*** Source material ***
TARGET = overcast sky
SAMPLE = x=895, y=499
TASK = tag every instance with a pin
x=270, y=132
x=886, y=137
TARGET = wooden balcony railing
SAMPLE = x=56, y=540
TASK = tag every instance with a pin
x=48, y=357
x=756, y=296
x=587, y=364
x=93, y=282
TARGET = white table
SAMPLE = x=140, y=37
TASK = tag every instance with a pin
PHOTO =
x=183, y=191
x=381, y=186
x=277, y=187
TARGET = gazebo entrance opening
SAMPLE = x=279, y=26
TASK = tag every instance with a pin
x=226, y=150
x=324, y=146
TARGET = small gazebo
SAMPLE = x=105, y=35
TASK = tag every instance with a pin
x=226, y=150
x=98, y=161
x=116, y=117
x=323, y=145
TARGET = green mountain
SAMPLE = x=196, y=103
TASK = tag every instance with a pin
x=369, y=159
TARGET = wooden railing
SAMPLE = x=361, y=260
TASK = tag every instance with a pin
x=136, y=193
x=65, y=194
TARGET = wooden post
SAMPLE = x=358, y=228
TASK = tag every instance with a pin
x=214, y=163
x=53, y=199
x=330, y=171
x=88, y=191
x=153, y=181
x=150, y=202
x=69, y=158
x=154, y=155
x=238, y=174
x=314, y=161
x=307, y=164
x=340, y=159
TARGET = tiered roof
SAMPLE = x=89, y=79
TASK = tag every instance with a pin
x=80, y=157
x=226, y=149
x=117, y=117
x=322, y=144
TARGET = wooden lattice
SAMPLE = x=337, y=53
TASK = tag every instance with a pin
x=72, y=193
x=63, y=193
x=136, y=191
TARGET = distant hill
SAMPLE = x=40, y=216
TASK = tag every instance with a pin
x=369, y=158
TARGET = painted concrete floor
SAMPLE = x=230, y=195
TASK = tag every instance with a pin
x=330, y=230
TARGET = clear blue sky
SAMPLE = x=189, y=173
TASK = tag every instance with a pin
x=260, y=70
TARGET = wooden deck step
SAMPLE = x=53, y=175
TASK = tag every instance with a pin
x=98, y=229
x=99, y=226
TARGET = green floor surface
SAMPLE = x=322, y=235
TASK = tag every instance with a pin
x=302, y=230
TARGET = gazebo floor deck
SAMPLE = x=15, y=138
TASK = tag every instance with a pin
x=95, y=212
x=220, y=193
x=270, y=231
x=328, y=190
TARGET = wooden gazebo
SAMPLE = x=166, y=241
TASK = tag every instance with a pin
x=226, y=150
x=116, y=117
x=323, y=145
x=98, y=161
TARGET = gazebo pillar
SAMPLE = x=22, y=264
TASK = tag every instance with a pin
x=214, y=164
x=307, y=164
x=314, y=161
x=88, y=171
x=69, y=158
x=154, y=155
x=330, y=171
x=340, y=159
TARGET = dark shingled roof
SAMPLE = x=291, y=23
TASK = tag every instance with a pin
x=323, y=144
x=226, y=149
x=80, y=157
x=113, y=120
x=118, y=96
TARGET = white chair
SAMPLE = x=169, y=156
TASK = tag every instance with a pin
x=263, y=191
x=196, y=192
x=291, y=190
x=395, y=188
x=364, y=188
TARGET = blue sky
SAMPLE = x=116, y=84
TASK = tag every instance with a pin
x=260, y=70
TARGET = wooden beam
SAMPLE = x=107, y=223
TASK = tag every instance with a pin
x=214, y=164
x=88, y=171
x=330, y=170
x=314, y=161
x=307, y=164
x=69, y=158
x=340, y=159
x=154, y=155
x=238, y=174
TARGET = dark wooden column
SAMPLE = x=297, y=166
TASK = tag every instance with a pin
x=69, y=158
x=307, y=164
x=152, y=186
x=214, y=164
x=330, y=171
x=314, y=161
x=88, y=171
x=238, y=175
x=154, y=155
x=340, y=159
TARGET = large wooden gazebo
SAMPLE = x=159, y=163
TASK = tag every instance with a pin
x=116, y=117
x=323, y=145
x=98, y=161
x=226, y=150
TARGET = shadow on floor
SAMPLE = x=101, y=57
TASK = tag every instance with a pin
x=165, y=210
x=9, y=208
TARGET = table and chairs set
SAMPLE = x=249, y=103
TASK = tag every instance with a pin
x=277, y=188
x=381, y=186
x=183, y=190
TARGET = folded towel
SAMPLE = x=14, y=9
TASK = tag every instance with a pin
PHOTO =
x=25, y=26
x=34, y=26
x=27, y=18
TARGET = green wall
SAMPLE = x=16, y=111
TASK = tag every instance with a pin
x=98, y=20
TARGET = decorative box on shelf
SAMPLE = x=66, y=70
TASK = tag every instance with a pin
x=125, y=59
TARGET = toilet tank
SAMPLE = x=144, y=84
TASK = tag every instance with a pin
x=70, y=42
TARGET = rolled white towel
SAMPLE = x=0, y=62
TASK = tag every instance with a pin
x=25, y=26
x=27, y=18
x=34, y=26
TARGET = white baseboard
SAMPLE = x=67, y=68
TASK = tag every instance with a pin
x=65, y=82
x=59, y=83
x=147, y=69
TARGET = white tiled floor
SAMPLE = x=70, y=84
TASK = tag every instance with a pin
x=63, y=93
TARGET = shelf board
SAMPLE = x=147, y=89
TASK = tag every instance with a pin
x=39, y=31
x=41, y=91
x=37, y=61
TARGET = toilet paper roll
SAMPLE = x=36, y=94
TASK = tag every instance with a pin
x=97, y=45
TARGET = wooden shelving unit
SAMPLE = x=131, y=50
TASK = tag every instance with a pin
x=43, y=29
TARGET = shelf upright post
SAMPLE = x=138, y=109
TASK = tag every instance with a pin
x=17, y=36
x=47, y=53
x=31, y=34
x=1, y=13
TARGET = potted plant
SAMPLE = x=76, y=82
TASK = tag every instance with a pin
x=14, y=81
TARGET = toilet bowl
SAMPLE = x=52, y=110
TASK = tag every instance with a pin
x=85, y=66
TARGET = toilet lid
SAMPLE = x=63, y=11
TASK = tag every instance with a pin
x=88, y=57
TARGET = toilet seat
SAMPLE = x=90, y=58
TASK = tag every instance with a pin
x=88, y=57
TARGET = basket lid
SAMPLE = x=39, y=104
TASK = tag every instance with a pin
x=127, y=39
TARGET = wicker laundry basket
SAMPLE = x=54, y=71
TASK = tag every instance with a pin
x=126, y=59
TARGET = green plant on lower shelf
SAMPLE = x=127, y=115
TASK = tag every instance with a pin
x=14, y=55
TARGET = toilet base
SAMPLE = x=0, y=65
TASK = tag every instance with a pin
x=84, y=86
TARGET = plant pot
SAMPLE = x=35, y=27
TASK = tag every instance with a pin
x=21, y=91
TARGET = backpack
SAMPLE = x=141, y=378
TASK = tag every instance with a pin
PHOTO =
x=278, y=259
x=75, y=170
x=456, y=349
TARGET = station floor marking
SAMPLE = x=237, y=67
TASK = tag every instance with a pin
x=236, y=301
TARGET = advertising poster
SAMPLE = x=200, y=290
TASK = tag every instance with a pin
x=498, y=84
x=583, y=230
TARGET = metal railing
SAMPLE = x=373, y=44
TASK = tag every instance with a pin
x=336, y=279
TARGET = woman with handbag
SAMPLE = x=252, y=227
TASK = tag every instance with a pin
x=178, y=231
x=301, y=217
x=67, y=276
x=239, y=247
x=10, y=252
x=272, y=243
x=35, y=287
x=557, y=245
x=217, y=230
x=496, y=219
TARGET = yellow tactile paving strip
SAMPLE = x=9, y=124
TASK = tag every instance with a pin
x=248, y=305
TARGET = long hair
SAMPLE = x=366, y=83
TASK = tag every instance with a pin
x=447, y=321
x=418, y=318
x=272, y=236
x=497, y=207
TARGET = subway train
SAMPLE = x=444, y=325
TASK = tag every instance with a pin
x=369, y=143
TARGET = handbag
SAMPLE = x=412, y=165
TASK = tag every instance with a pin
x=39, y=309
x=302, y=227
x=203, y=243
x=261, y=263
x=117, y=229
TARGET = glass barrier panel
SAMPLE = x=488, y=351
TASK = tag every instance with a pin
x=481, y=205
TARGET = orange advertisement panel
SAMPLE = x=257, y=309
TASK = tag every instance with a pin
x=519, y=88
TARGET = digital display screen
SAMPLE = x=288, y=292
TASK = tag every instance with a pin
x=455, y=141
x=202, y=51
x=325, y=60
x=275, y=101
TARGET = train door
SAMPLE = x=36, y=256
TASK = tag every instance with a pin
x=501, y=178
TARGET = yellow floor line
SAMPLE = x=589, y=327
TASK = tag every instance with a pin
*** End of Source material ***
# Exercise goal
Which lines run from the one holding "TARGET = wooden balcony railing" through the one holding "SAMPLE = x=291, y=23" in the records above? Repeat them exactly, both included, and nothing more.

# Expected answer
TARGET = wooden balcony railing
SAMPLE = x=56, y=540
TASK = tag every instance with a pin
x=48, y=357
x=756, y=296
x=587, y=364
x=93, y=282
TARGET = white table
SAMPLE = x=140, y=37
TASK = tag every instance with a pin
PHOTO =
x=183, y=191
x=381, y=186
x=277, y=187
TARGET = gazebo entrance opening
SAMPLE = x=279, y=26
TASK = tag every instance with a pin
x=226, y=150
x=324, y=146
TARGET = small gazebo
SAMPLE = x=105, y=35
TASK = tag every instance with a pin
x=226, y=150
x=98, y=161
x=116, y=117
x=323, y=145
TARGET = green mountain
SAMPLE = x=196, y=103
TASK = tag every instance with a pin
x=369, y=159
TARGET = wooden railing
SAMPLE = x=361, y=260
TASK = tag every instance with a pin
x=136, y=193
x=65, y=194
TARGET = wooden post
SAMPLE = x=358, y=228
TASK = tag every instance with a pin
x=214, y=163
x=53, y=199
x=330, y=171
x=88, y=191
x=153, y=181
x=150, y=202
x=69, y=158
x=154, y=155
x=238, y=174
x=314, y=161
x=307, y=164
x=340, y=159
TARGET = tiered roof
SAMPLE = x=89, y=79
TASK = tag every instance with a pin
x=80, y=157
x=226, y=149
x=117, y=117
x=322, y=144
TARGET = wooden lattice
SAMPLE = x=337, y=53
TASK = tag every instance with a pin
x=72, y=193
x=63, y=193
x=136, y=191
TARGET = distant hill
SAMPLE = x=40, y=216
TASK = tag every instance with a pin
x=369, y=158
TARGET = painted concrete floor
SAMPLE = x=230, y=195
TASK = tag every instance with a pin
x=330, y=230
TARGET = clear blue sky
SAMPLE = x=189, y=173
TASK = tag every instance with a pin
x=260, y=70
TARGET = wooden deck step
SAMPLE = x=53, y=175
TASK = tag every instance with a pin
x=98, y=229
x=99, y=226
TARGET = green floor surface
SAMPLE = x=322, y=235
TASK = tag every instance with a pin
x=302, y=230
TARGET = gazebo floor deck
SAMPLE = x=15, y=138
TASK = tag every instance with a pin
x=95, y=212
x=220, y=193
x=270, y=231
x=328, y=190
TARGET = wooden gazebo
SAMPLE = x=166, y=241
TASK = tag every instance with a pin
x=226, y=150
x=116, y=117
x=323, y=145
x=98, y=161
TARGET = gazebo pillar
SAMPLE = x=22, y=264
TASK = tag every instance with a pin
x=214, y=164
x=307, y=164
x=314, y=161
x=88, y=171
x=69, y=158
x=154, y=155
x=330, y=171
x=340, y=159
TARGET = dark shingled roof
SAMPLE = x=291, y=23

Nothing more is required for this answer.